ТЕКСТ ДЛЯ ЧТЕНИЯ:
:::::

ЗАПИСКА О МЕРТВОМ ЧЕЛОВЕКЕ (ОКОНЧАНИЕ)

Dec 01, 2014 20:33



ЗАПИСКА О МЕРТВОМ ЧЕЛОВЕКЕ (ОКОНЧАНИЕ)

Прошли - и тишина. Зажгя ночник, я взял пачку ксероксов и продолжил чтение.

"22 декабря (воскресенье).
Ходил проверял нароту, вернее, не ходил, а плелся. Вышел утром, а вернулся - уже солнце заходило. С 9 декабря не был, и вот за 13 дней: сорожка и зеленец с ладонь. Где же, Сергеич, твои налимы? Дело к концу декабря, а их как не было, так и нет. Зайчишки забегали рядом с домом. Сука, не ноги, петель наставил бы, я и тросик обжег, ставь только, но ноги, ноги. Дров заготовлю немного и готов. Да и с чего им меня таскать с овечьей шкуры, очисток и воды?
Сергеич, Сергеич!
Неужели ты меня бросил и оставил здесь в голоде, холоде, одиночестве подыхать? Чем я перед тобой виноватый? Вроде во всем старался угодить. Ни в чем не отказывал. Так за что ко мне такая немилость? До Нового 2003 года осталось 9 дней. Неужели я его не увижу?
23 декабря.

:::::

ВЫДЕРЖКИ ИЗ ЗАПИСЕЙ:
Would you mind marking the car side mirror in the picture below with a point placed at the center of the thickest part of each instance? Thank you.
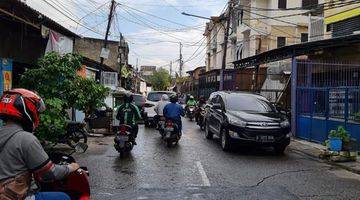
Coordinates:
(216, 106)
(81, 147)
(148, 105)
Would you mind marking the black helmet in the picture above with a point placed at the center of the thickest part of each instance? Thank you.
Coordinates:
(173, 98)
(128, 98)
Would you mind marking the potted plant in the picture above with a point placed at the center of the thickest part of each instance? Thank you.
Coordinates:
(357, 117)
(337, 139)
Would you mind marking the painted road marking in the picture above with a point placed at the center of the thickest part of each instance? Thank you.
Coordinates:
(202, 172)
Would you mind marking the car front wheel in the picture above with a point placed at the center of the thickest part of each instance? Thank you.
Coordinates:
(226, 143)
(208, 133)
(279, 149)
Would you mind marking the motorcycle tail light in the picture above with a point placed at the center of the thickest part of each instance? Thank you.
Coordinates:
(169, 124)
(122, 130)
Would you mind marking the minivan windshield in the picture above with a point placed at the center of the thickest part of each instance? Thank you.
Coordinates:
(156, 96)
(248, 103)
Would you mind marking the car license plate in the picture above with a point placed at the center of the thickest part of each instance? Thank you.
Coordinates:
(123, 138)
(169, 129)
(265, 138)
(168, 135)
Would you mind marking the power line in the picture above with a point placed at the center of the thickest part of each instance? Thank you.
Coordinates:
(155, 16)
(60, 11)
(334, 2)
(149, 26)
(92, 12)
(172, 6)
(341, 4)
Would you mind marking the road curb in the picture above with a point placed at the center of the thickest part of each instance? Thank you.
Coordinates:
(316, 156)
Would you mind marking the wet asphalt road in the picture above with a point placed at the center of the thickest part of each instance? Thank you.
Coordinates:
(198, 169)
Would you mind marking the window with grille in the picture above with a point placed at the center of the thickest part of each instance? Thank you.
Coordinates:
(282, 4)
(109, 78)
(304, 37)
(309, 4)
(281, 41)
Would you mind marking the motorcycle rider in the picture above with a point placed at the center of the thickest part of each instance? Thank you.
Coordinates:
(174, 111)
(160, 107)
(129, 114)
(21, 154)
(191, 101)
(200, 104)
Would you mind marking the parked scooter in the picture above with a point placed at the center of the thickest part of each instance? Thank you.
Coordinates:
(170, 133)
(190, 112)
(161, 123)
(123, 140)
(200, 117)
(75, 134)
(76, 185)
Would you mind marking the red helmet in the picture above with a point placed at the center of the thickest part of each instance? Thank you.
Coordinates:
(23, 106)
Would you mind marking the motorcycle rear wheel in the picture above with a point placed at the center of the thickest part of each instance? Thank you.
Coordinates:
(76, 137)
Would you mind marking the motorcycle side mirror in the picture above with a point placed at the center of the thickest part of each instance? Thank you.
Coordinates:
(81, 147)
(216, 106)
(148, 105)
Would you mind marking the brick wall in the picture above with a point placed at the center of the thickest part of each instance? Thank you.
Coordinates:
(91, 48)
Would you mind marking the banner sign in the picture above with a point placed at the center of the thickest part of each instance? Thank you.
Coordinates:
(6, 78)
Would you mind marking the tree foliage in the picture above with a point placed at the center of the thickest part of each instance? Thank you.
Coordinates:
(160, 80)
(56, 80)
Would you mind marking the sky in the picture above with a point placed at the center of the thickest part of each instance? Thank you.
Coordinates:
(153, 29)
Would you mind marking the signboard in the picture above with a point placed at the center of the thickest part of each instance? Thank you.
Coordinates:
(6, 66)
(105, 53)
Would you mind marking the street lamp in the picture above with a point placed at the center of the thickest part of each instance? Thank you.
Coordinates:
(226, 35)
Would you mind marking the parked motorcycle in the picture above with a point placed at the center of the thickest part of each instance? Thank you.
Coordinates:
(190, 112)
(76, 185)
(123, 140)
(75, 134)
(200, 118)
(161, 123)
(170, 133)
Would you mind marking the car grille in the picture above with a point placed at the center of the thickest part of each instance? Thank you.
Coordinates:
(263, 125)
(251, 133)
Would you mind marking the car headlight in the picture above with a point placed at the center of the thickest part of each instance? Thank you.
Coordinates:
(285, 124)
(237, 122)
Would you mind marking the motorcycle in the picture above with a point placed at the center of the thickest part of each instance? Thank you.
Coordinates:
(170, 133)
(76, 185)
(123, 140)
(190, 112)
(201, 117)
(161, 122)
(75, 134)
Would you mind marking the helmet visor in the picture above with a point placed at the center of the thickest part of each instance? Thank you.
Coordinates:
(41, 106)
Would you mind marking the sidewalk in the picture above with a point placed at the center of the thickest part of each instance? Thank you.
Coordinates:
(313, 149)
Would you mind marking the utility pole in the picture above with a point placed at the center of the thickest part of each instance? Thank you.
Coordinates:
(226, 37)
(181, 62)
(170, 69)
(112, 8)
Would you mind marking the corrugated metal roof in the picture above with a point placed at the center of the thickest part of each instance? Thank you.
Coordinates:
(22, 10)
(297, 50)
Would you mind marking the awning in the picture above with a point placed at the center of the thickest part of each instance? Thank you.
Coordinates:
(342, 16)
(297, 50)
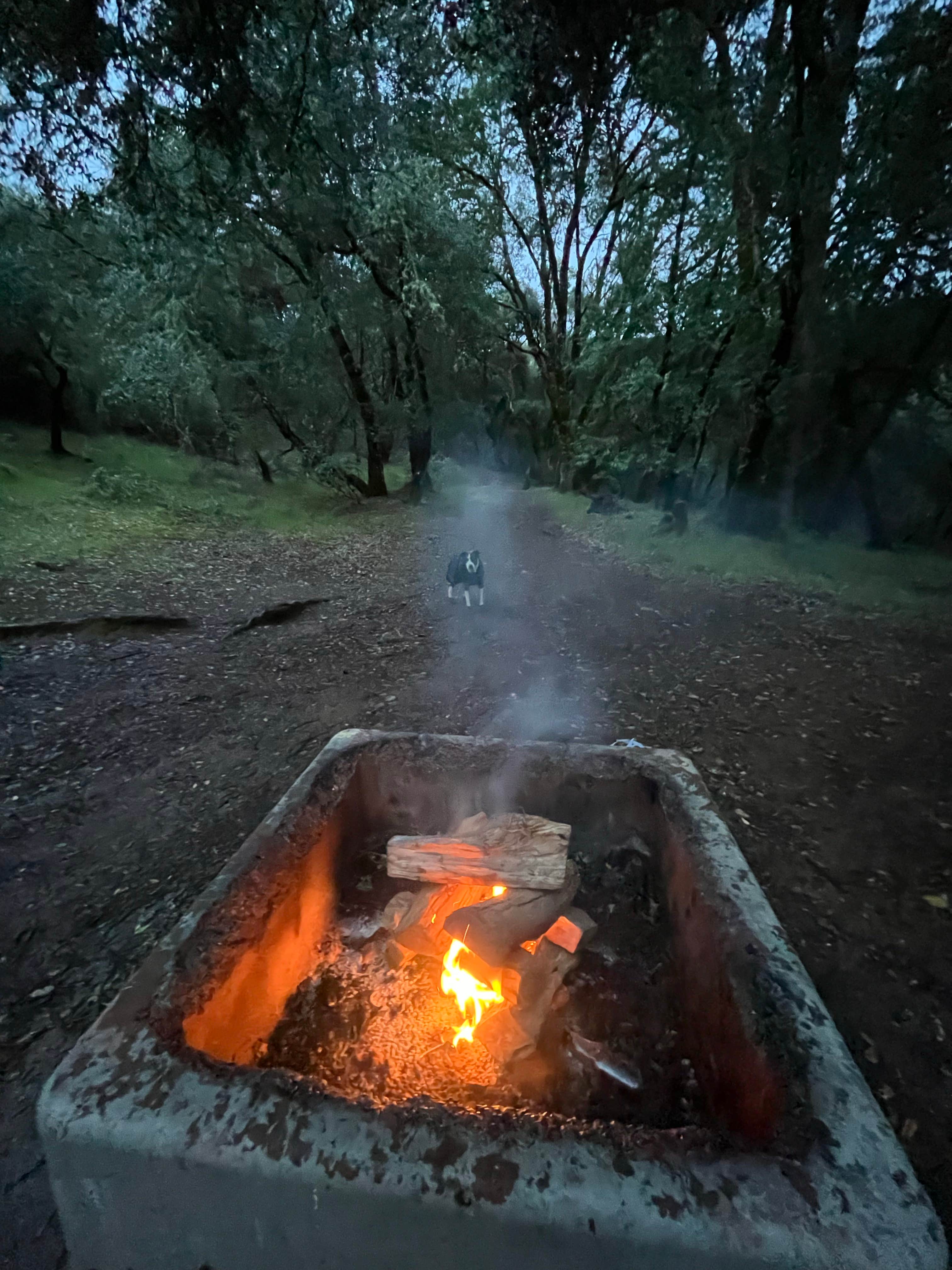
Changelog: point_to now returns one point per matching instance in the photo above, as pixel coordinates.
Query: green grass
(881, 581)
(131, 493)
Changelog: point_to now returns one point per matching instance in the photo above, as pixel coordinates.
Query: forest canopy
(680, 249)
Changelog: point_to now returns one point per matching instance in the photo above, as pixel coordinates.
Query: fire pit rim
(852, 1194)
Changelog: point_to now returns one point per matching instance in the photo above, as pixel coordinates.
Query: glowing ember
(471, 996)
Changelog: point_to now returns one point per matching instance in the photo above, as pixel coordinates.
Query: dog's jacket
(466, 571)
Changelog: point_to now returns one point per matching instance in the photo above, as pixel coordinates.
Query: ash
(365, 1030)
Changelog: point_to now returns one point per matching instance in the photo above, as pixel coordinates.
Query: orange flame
(471, 996)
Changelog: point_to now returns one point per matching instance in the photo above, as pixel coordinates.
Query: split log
(397, 910)
(513, 1032)
(279, 614)
(418, 925)
(504, 1037)
(573, 930)
(98, 625)
(524, 851)
(497, 926)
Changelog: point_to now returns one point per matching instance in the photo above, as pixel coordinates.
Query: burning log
(499, 925)
(504, 1037)
(524, 851)
(513, 1032)
(573, 930)
(418, 919)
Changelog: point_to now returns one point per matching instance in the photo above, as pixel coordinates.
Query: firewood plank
(525, 851)
(572, 930)
(497, 926)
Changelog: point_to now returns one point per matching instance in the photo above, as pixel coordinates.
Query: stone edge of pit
(852, 1202)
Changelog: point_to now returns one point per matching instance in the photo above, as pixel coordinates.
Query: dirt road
(135, 766)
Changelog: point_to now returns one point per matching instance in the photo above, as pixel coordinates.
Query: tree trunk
(376, 481)
(879, 538)
(58, 412)
(421, 433)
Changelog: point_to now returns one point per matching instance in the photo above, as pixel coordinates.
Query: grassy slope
(59, 510)
(883, 581)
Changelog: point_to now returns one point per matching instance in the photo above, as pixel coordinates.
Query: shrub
(111, 487)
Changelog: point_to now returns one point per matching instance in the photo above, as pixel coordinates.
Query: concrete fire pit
(169, 1150)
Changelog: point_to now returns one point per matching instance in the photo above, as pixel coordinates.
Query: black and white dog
(466, 571)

:::::

ЗАДАНИЯ:
**1.** Сколько дней оставалось до Нового 2003 года, согласно записи от 22 декабря в записке о мертвом человеке?
**2.** Напишите продолжение записки о мертвом человеке, начиная сразу после ее последней строки.

ОТВЕТЫ:
**1.** До Нового 2003 года оставалось 9 дней.

**2.**
Вчера подлянку совершил, но меня голод на это толкнул. Подломал «спецназ». И после 20 дней голодовки сожрал целую кастрюлю вермишели.
Представляете, у него оказалось около 1 кг риса, грамм 400 гороха, столько же вермишели, немного лука, заварка чая, немного масла растительного. Масло это без добавок, но я его сначала принял за жидкость, потому что в бутылочке все было замерзшим. Если масло чистое, оно бы было тягучим что ли. Но до конца бы не замерзло. Короче, и здесь дурят нас. Да еще соли около 1 кг, а мы с Серегой, Ромкой спрашивали у него соль. Принес на раз посолить. Вот вам и Андрюша. Весь на виду. Короче, мужик еще тот.

Да, вонища будет на мою голову, если жив останусь, да и мертвого, думаю, не раз вспомнит «добрым» словом. Но говорю еще раз, это меня голод заставил.
Да, мужики, теперь-то я понял, что может сделать человек из-за голода. Короче, голодный человек - страшный человек, страшнее зверя. Из-за голода на все пойдешь, даже на преступление, на убийство. Ладно с Андрюхой, зато на неделю, дней десять я себе жизнь продлил. Вот сейчас дернул немного чайку покрепче и башка закружилась, вот он, голод, сказывается.
Братцы, одна надежда: это на Сергеича, неужели он не догадается, что со мной что-то неладное. Я ведь ему говорил, что у меня последнее время что-то с ногами.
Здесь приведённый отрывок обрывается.